*** Opening EXTRACTED DATA ***

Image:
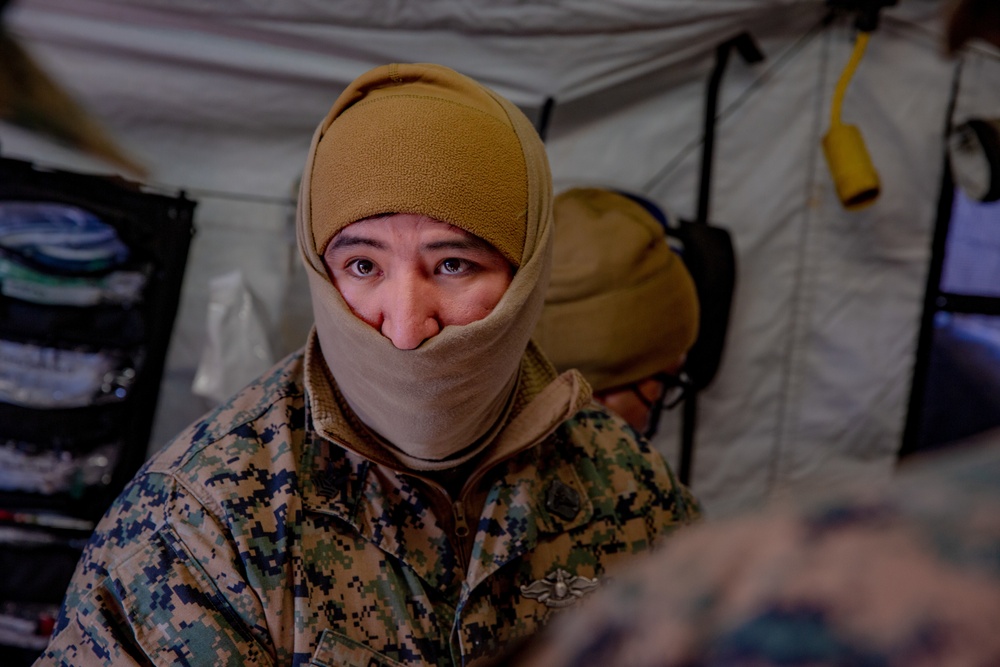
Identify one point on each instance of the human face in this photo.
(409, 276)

*** Closing EXTRACTED DATA ***
*** Opening EXTRACTED DATA ***

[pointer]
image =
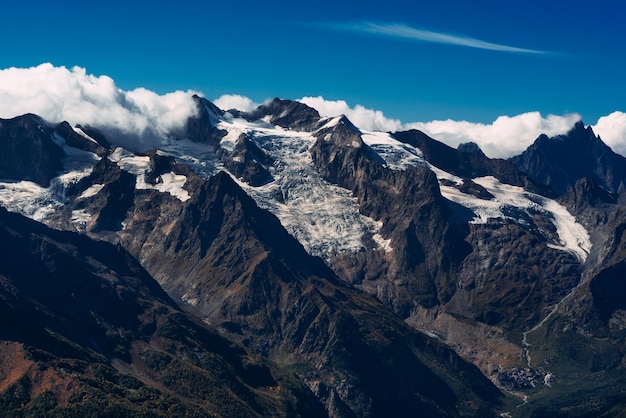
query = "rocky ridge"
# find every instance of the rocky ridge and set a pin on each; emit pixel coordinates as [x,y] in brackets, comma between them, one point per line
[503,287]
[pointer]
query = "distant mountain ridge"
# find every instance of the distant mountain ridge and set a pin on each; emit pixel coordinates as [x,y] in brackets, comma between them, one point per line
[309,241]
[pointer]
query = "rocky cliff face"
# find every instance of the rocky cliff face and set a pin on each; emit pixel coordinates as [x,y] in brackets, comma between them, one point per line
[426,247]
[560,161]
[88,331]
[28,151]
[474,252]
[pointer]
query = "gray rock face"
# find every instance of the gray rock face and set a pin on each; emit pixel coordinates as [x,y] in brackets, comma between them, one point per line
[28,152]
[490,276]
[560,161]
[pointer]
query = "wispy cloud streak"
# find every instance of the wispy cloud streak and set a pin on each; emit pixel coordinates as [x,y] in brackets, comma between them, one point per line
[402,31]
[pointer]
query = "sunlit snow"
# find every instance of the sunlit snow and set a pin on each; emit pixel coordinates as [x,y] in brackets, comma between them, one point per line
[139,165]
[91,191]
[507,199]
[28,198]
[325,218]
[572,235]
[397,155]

*** Closing EXTRACTED DATA ***

*TASK TO COMPLETE*.
Where does the word "query" appear in the records? Copy every line that holds it.

*YOUR RESPONSE*.
query = "rocky ridge"
query = "distant mountain ridge"
query = "rocky cliff face"
query = "gray rock face"
query = "wispy cloud streak"
query = "sunlit snow"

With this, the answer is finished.